• [What you are asked to do]
Rewrite everything from the start of the entries down to the line containing "pixel 522 394", swapping "layered rock strata" for "stratified rock layers" and leaving all else unchanged.

Dataset entries:

########################################

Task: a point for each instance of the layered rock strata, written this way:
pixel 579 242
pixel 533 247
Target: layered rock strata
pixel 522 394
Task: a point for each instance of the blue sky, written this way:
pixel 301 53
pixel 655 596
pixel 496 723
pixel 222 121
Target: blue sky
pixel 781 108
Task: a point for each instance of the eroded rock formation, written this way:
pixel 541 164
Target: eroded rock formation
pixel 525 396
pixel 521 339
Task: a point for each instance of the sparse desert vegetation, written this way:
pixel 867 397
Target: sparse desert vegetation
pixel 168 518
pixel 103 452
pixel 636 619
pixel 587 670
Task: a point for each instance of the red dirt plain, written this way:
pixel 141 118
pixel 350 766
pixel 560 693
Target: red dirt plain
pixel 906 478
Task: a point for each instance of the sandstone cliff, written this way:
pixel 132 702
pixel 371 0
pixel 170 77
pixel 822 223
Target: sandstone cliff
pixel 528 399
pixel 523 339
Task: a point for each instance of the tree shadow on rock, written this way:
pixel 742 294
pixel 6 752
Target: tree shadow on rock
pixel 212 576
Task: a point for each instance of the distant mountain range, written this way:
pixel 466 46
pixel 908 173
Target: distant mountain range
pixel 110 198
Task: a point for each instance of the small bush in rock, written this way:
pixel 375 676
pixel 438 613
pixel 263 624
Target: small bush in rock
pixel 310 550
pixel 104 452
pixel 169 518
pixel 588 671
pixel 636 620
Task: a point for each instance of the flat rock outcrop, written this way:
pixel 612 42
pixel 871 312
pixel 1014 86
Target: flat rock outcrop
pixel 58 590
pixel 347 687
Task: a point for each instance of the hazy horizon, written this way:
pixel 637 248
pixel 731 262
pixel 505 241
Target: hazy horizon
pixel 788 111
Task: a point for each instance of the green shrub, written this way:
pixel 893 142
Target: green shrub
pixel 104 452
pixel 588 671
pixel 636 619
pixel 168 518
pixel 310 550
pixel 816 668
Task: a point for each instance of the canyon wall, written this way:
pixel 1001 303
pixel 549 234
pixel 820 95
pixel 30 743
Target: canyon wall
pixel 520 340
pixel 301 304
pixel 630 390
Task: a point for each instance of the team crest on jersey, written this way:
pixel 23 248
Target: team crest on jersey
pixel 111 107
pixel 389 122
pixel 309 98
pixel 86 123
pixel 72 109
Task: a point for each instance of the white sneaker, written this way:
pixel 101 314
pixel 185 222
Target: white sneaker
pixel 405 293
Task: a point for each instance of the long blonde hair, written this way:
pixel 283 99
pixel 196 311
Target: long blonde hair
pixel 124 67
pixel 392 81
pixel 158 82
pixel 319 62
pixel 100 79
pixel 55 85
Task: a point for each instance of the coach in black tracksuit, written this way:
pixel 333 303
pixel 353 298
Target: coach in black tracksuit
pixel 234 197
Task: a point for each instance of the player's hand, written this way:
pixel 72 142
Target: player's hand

########################################

• [Right answer]
Task: a point for each instance of the stratified rock layers, written this way:
pixel 579 242
pixel 533 247
Target: stratified rock layers
pixel 522 394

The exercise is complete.